(Excerpts from location labeling data)
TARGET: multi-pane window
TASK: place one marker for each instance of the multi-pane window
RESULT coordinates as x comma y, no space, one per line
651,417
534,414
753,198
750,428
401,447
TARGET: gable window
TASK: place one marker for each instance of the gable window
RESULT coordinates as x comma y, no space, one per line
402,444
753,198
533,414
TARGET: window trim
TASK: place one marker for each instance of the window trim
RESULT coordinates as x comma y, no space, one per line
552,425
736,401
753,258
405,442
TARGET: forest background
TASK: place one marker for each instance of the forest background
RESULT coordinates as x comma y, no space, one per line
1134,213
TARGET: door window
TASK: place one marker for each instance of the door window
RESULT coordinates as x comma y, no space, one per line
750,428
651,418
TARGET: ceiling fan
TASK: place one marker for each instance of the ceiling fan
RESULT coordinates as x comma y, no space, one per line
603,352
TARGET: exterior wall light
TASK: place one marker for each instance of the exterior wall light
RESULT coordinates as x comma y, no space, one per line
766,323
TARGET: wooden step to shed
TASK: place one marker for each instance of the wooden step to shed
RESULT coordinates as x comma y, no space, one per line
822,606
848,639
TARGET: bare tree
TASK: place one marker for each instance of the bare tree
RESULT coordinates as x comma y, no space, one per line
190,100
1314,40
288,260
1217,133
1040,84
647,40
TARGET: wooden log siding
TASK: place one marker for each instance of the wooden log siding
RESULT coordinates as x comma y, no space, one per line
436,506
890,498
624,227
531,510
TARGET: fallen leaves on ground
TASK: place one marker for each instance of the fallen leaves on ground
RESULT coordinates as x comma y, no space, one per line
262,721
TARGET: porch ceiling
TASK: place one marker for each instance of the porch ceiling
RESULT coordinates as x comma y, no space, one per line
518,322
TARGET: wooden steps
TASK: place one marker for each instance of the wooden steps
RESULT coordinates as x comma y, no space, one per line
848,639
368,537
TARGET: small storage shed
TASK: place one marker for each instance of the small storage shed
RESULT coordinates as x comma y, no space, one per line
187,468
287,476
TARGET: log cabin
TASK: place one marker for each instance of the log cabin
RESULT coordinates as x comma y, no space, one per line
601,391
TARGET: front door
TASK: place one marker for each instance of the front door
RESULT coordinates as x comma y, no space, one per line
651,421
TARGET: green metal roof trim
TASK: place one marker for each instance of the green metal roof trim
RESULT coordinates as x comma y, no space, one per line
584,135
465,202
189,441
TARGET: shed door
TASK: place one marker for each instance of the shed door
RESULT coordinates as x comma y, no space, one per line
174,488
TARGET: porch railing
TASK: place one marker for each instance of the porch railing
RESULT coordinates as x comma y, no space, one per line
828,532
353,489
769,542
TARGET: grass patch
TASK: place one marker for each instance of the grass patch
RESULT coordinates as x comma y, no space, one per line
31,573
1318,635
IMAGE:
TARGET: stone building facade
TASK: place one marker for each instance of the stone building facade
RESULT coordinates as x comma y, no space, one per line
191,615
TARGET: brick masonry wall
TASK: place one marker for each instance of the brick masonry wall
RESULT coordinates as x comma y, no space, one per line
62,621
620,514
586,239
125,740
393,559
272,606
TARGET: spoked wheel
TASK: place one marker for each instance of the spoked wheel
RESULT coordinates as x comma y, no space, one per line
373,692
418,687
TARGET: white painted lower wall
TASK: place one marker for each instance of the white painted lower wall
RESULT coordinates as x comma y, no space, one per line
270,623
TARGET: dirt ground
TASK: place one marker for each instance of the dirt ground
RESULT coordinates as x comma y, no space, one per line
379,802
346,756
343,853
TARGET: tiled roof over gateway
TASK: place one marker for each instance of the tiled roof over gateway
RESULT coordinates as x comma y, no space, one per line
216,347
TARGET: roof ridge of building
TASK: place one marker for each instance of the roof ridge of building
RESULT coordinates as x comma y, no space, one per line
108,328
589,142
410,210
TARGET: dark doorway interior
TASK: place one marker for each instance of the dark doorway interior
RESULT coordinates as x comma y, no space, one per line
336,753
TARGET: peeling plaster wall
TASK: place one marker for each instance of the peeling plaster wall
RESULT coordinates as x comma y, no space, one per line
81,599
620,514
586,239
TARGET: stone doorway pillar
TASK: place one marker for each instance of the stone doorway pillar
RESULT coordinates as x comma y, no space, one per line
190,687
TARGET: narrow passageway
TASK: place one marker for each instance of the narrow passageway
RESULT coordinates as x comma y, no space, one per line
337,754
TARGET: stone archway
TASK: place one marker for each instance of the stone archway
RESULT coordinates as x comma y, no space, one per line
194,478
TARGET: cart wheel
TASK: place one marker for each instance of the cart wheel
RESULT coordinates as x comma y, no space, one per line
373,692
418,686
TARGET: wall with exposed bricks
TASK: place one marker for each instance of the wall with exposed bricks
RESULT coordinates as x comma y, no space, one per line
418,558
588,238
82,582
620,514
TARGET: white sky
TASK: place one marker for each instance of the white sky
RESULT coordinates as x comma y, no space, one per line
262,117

**Instruction:** Rewrite the material above, changing each occurrence of "place one marker" to "put a single pin" and keeping everything else the same.

**Exercise result:**
TARGET: multi-pane window
TASK: put a single pin for each instance of the multi-pane window
RESULT coordinates as x comma y, no space, one per line
651,417
534,414
753,198
750,428
401,447
TARGET: gable window
TASK: put a single pin for each instance of the gable window
RESULT coordinates as x comma y, no space, one per line
402,444
753,198
533,414
TARGET: window trim
TASK: put a single pin for each instance of the window trim
RESULT coordinates as x comma y, no space, one per line
552,425
736,401
753,258
405,442
TARGET: forest background
TASK: put a single pin for each instance of the forest background
RESULT coordinates as x comma y, no space, one per line
1134,213
TARGET: door window
TASK: put a single pin for each instance of the door window
RESULT coordinates as x comma y, no space, one per line
750,428
651,418
TARGET: ceiling fan
TASK: put a single pin for each instance of the ceiling fan
RESULT coordinates as x comma y, no space, one per line
603,352
TARGET: exterior wall light
TASK: put a single pin for each instance of the exterior wall light
RESULT coordinates as x comma y, no space, one per line
766,323
TARGET: wooden step to shed
TASK: put a single pin for each instance of the wooden step to shed
RESULT coordinates as x comma y, no space, one per line
822,606
848,639
TARGET: bare tree
TASK: put a single pin for each instance of the bare tree
RESULT coordinates as x comma y, no space, one per line
190,100
1314,40
288,260
1217,133
1040,84
647,40
TARGET: wooden log siding
TASK: put a single pin for each instance of the wooden log siding
RESULT coordinates as x comma y, no space, one per line
436,506
890,498
624,227
531,510
TARGET: fallen leaves on ground
TASK: put a single pin for each instance of the fallen leaves on ground
RESULT coordinates as x comma y, no space, one per line
262,721
TARGET: porch ceiling
TASK: put a single pin for each instance of the porch ceiling
RESULT coordinates as x comma y, no space, one per line
518,322
TARGET: wooden steps
TASK: put a single pin for each instance of the wooden steps
RESULT coordinates as x comma y, no space, one per line
848,639
368,537
TARGET: small storage shed
TASK: put a single pin for each instance of the small storage shed
RESULT coordinates as x comma y, no space, one per line
187,468
287,476
TARGET: log cabin
TASK: put a single pin for each instance of the log cabin
RESULT coordinates as x comma y, no space, one per line
601,391
TARGET: front door
TASK: put a single pin for each instance of the front door
RESULT coordinates as x comma y, no space, one per line
651,421
TARGET: green metal roof trim
TASK: put a single pin for each instance of the green metal roof trim
RESULT coordinates as x comma y, no space, one per line
584,135
465,202
189,441
TARGET: shed door
TASK: put a single pin for each instance of the shed door
RESULT coordinates as x comma y, no space, one per line
174,488
TARGET: porch railing
TASK: put a single pin for each instance of the porch railing
RESULT coordinates as x comma y, no space, one per line
828,532
353,489
769,542
TARGET: grass patch
TASK: put a single pin for each instance of the grass patch
RESULT coordinates as x comma y, no space, one per line
31,573
1318,635
IMAGE:
TARGET: stone building facade
TASK: put a single pin for each instance of the stone building facade
RESULT coordinates as x comma y, no space, one per line
191,615
TARGET: brick masonry wall
TASK: put a single pin for each instance of the brick masonry wall
RESULT coordinates as x comma y, no space, one per line
62,621
620,514
586,239
125,740
393,559
272,606
TARGET: spoked wheel
TASK: put a single pin for each instance of the spoked wheel
RESULT coordinates as x comma y, no space, one per line
373,692
418,687
TARGET: white painted lower wall
TASK: put a single pin for each instance of the white painted lower wall
RESULT coordinates as x comma y, no space, one per line
270,623
TARGET: dirt ground
TASK: put a single pin for each instance of the dirt ground
RESULT coordinates as x comma y, no space, one per line
379,802
346,756
343,853
TARGET: tiled roof over gateway
TASK: put a single pin for each instance of the tiled roof over gateway
RESULT coordinates as x comma y, no space, one per line
216,347
TARGET: roof ridge of building
TASK: put a single pin for each instance of the roof ridge of building
RESULT coordinates as x comma y, no space, one per line
108,328
589,142
410,210
TARGET: dark doorway interior
TASK: put a single pin for each instance of the dark doorway interior
RESULT coordinates as x comma y, no space, one per line
336,753
TARGET: peeling plaster wall
TASK: put a single pin for each instance of the peeling plaster wall
RESULT coordinates as x comma y, no space, one per line
81,599
620,514
586,239
TARGET: stone doorway pillar
TASK: put a single pin for each instance of the stone doorway pillar
RESULT coordinates as x comma y, no space, one per line
190,687
TARGET: narrow passageway
TASK: put a single pin for each instance of the narrow passageway
RESULT coordinates as x comma y, no space, one per line
337,754
TARGET: stone archway
TASK: put a single pin for each instance of the stone archway
RESULT coordinates as x comma y, no space, one per line
194,478
TARGET: cart wheel
TASK: put a single pin for each instance of the cart wheel
RESULT coordinates as x comma y, no space, one per line
373,692
418,686
TARGET: wall with exposed bricks
TASK: put a single pin for each instance of the wall with exposed bricks
RESULT coordinates as x comma y, no space, one per line
418,558
588,238
82,582
620,514
TARGET: white sky
TASK: put a single pin for each instance of the white sky
RESULT coordinates as x comma y, no space, one per line
262,117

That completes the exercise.